Below is a block of records; repeat all of them exactly.

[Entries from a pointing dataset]
○ ○ ○

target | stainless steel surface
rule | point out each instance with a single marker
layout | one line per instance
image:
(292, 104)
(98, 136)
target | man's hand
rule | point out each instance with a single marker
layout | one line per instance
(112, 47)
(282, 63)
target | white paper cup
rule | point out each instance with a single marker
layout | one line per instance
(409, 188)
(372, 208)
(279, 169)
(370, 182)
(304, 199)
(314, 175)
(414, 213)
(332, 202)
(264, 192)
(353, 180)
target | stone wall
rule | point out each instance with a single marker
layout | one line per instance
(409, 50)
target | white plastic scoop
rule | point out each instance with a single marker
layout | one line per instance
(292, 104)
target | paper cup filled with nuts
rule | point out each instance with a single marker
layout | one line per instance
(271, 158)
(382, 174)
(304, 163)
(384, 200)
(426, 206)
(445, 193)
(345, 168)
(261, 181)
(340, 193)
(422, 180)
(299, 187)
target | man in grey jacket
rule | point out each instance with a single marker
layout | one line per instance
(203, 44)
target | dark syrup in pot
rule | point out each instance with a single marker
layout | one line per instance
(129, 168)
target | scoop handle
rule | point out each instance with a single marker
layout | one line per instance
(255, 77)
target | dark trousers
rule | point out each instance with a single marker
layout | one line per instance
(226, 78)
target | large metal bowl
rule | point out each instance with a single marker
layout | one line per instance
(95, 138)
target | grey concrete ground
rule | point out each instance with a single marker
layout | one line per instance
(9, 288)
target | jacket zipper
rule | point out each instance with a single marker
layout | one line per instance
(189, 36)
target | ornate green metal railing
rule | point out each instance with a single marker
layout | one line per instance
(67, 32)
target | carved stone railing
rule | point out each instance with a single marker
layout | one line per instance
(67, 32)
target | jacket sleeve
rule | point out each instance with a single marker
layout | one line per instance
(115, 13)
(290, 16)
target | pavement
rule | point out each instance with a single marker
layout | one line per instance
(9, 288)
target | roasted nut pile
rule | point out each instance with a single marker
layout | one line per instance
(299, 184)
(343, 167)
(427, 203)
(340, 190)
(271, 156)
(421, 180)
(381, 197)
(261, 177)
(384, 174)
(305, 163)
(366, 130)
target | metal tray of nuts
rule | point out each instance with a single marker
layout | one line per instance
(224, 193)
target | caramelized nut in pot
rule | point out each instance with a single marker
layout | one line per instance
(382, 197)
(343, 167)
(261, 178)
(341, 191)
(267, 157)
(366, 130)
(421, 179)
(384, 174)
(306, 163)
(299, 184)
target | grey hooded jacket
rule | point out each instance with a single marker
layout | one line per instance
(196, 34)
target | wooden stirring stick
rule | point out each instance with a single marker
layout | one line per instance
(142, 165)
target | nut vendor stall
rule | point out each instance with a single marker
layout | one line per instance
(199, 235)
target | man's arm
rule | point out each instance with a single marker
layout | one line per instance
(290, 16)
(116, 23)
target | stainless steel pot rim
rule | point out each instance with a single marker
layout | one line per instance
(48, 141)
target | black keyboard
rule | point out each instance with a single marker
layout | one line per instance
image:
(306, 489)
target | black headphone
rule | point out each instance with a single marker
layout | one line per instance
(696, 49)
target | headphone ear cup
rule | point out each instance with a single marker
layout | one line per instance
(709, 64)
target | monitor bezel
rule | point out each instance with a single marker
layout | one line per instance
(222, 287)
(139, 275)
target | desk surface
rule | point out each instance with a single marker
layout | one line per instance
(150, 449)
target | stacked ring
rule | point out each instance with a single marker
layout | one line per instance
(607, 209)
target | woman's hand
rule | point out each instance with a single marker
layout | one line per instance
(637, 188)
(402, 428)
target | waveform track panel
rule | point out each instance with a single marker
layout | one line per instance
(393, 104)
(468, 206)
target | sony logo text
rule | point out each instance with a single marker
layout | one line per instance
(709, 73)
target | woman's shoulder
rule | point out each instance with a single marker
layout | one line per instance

○ ○ ○

▸ Solution for this task
target | stainless steel surface
rule | point out each instance with a single marker
layout | one line per instance
image:
(292, 104)
(98, 136)
target | man's hand
rule | point out each instance with a single marker
layout | one line per instance
(112, 47)
(282, 63)
target | white paper cup
rule | point out each instance with a single marker
layout | one line per instance
(409, 188)
(372, 208)
(279, 169)
(370, 182)
(304, 199)
(314, 175)
(414, 213)
(332, 202)
(264, 192)
(353, 180)
target | stone wall
rule | point out each instance with a single marker
layout | one line per instance
(409, 50)
target | white plastic scoop
rule | point out each instance with a single marker
layout | one line per instance
(292, 104)
target | paper cup filled with nuts
rule | point out each instance with a single marker
layout | one line per instance
(271, 158)
(382, 174)
(304, 163)
(384, 200)
(426, 206)
(445, 193)
(345, 168)
(261, 181)
(340, 193)
(422, 180)
(299, 187)
target | man in grey jacket
rule | point out each instance with a single marker
layout | one line per instance
(203, 44)
target | dark syrup in pot
rule | point out each instance with a single marker
layout | one line per instance
(129, 168)
target | scoop handle
rule | point out each instance with a single marker
layout | one line per instance
(255, 77)
target | dark trousers
rule | point out each instance with a single marker
layout | one line per instance
(226, 78)
target | large metal bowl
rule | point out each instance with a single marker
layout | one line per instance
(95, 138)
target | grey concrete ground
rule | point out each instance with a single marker
layout | one line per instance
(9, 288)
target | jacket zipper
rule | point out each instance with a single marker
layout | one line per instance
(189, 36)
target | ornate green metal railing
rule | point out each instance with a single marker
layout | one line per instance
(67, 32)
target | carved stone railing
rule | point out each instance with a single marker
layout | one line per instance
(67, 32)
target | jacket sleeve
rule | point out each instance with a single marker
layout | one line per instance
(115, 13)
(290, 16)
target | pavement
rule | point out each instance with a single marker
layout | one line per instance
(9, 288)
target | roasted nut pile
rule | point out each instance with a single marker
layout | one line per instance
(299, 184)
(343, 167)
(427, 203)
(340, 190)
(271, 156)
(421, 180)
(381, 197)
(261, 177)
(384, 174)
(305, 163)
(366, 130)
target | metal tray of nuts
rule | point out each instance with a single marker
layout | one line per instance
(224, 193)
target | caramelized nut in pot
rule | point out each instance with a single marker
layout | one line per instance
(382, 197)
(343, 167)
(261, 178)
(341, 191)
(267, 157)
(366, 130)
(421, 179)
(384, 174)
(306, 163)
(299, 184)
target | grey hooded jacket
rule | point out each instance with a single marker
layout | one line per instance
(196, 34)
target | wooden stirring stick
rule | point out each instance with a single marker
layout | one line per instance
(142, 165)
target | nut vendor stall
rule | point out each instance with a single marker
layout | one line per instance
(199, 235)
target | man's arm
rule | point out each instance with a single marker
layout | one line per instance
(290, 16)
(116, 23)
target | stainless steel pot rim
rule | point out each instance with a single marker
layout | one line per instance
(48, 141)
target | black keyboard
rule | point out each instance with a single marker
layout | one line per instance
image:
(306, 489)
target | black headphone
rule | point out each instance with a single marker
layout | one line per instance
(696, 49)
target | headphone ear cup
rule | point out each instance with a single marker
layout | one line per instance
(709, 64)
target | monitor bezel
rule | point out each instance with a single marker
layout | one line per instance
(222, 287)
(139, 275)
target | desk surface
rule | point out each instance with a single marker
layout | one line per instance
(150, 449)
target | stacked ring
rule | point out each instance with a single marker
layout | one line per instance
(607, 209)
target | woman's hand
rule | point out each instance with a single marker
layout | one line per instance
(637, 188)
(402, 428)
target | waveform track panel
rule | point out each instance with a single marker
layout | one line per instance
(393, 104)
(468, 206)
target | sony logo text
rule | point out each instance with a single marker
layout | one line per instance
(709, 73)
target | woman's shoulder
rule | point out each instance with a single marker
layout | one line per instance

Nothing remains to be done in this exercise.